Riti funebri di 15 mila anni fa: i cadaveri non venivano seppelliti ma mangiati

Il cannibalismo era tipico dei riti funebri della civiltà magdaleniana, i cui resti sono stati trovati in vari siti archeologici dell’Europa del Nord

Ci sono pochi tabù più inquietanti del cannibalismo. La semplice idea di nutrirsi della carne di un essere umano basta a far rabbrividire la stragrande maggioranza delle persone e i registi e gli autori specializzati nell’horror hanno esplorato questa naturale repulsione in storie come “Il silenzio degli innocenti”, “Cannibal holocaust” e “Bones and All”. Nell’ambito del folklore popolare sono nate varie leggende atte a disincentivare la pratica, tra cui quella del Wendigo, mostro nato dall’immaginazione dei nativi americani che vivevano nella regione dei grandi laghi. Eppure c’è stato un periodo antico in cui il cannibalismo non solo era socialmente accettato, ma svolgeva anche una precisa funzione rituale.
──────────────────────────────
* [Cosa fare]
a – Estrai dal testo sui riti funebri il tratto che va da "Il cannibalismo era" fino a "precisa funzione rituale.".
b – Nel testo sui riti funebri, come si chiama il mostro nato dall'immaginazione dei nativi americani della regione dei grandi laghi?
Le voci che seguono non servono.

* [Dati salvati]
──────────────────────────────
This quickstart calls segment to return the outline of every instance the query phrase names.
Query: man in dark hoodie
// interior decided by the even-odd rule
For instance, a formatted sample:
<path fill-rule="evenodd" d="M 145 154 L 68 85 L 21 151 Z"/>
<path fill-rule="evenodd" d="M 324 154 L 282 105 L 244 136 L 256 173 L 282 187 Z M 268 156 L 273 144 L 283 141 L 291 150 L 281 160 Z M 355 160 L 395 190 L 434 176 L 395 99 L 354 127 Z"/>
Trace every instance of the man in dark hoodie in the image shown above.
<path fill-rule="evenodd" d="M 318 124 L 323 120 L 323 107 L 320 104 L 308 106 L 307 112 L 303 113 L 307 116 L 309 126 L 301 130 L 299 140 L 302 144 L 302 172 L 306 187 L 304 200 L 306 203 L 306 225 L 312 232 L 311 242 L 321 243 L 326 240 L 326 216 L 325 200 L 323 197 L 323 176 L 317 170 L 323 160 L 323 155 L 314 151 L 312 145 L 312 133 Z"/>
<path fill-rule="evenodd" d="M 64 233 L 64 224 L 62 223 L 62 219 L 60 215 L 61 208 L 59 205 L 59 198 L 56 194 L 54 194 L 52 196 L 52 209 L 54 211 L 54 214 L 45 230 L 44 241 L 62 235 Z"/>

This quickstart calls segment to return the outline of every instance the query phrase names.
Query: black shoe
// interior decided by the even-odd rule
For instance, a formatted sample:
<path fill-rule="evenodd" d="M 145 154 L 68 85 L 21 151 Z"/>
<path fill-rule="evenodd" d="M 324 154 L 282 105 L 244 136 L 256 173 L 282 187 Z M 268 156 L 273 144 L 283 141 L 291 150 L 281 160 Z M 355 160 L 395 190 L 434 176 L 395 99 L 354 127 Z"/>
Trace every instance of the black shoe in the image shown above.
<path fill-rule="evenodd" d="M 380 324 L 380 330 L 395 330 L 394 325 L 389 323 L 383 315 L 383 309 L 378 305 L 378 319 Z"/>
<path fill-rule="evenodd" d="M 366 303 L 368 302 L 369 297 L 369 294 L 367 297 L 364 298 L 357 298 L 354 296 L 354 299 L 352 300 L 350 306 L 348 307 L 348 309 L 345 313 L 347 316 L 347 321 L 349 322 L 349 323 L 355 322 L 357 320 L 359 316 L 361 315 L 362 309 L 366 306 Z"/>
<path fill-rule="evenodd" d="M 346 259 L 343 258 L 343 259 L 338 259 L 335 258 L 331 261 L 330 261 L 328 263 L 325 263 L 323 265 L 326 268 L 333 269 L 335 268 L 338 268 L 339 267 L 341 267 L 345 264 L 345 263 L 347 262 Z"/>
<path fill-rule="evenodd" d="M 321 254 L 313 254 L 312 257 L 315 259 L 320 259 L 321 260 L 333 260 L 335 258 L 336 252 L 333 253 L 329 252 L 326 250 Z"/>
──────────────────────────────
* [Risultati]
a –
Il cannibalismo era tipico dei riti funebri della civiltà magdaleniana, i cui resti sono stati trovati in vari siti archeologici dell’Europa del Nord

Ci sono pochi tabù più inquietanti del cannibalismo. La semplice idea di nutrirsi della carne di un essere umano basta a far rabbrividire la stragrande maggioranza delle persone e i registi e gli autori specializzati nell’horror hanno esplorato questa naturale repulsione in storie come “Il silenzio degli innocenti”, “Cannibal holocaust” e “Bones and All”. Nell’ambito del folklore popolare sono nate varie leggende atte a disincentivare la pratica, tra cui quella del Wendigo, mostro nato dall’immaginazione dei nativi americani che vivevano nella regione dei grandi laghi. Eppure c’è stato un periodo antico in cui il cannibalismo non solo era socialmente accettato, ma svolgeva anche una precisa funzione rituale.

b – Il Wendigo.